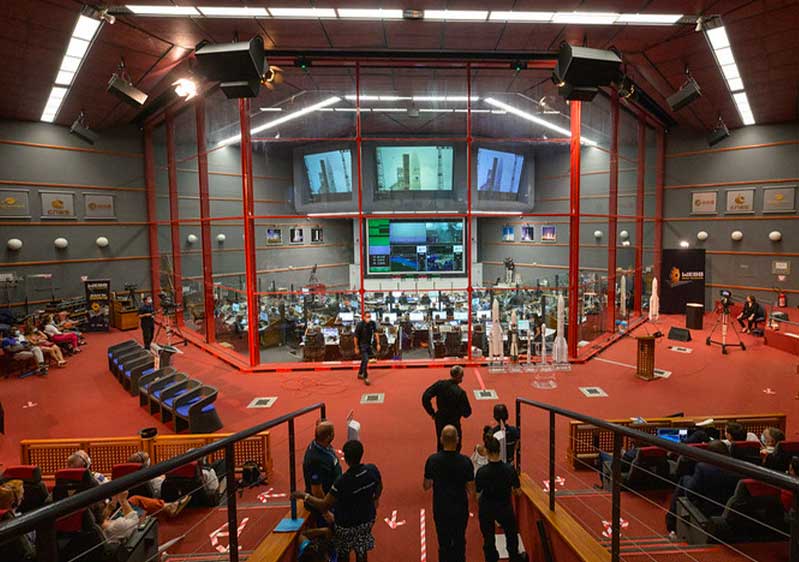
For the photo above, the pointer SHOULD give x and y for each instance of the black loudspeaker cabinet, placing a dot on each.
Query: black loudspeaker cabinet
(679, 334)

* * *

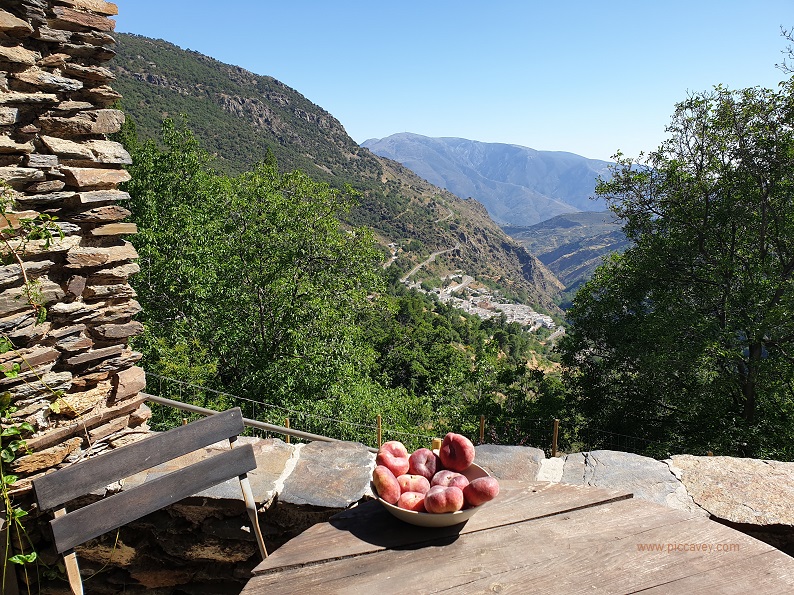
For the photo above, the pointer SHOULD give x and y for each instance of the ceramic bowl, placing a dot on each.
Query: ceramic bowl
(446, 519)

- _WORK TO COMPLETE_
Return every line of the data above that contains the word "loudspeaker", matching case exactly.

- _CORRECT OUTPUT_
For the photo above, the pointer SHOULD give x and y for each instance of the black loudspeaker cabinet, placing a dot on each.
Query: black loudspeaker cabinet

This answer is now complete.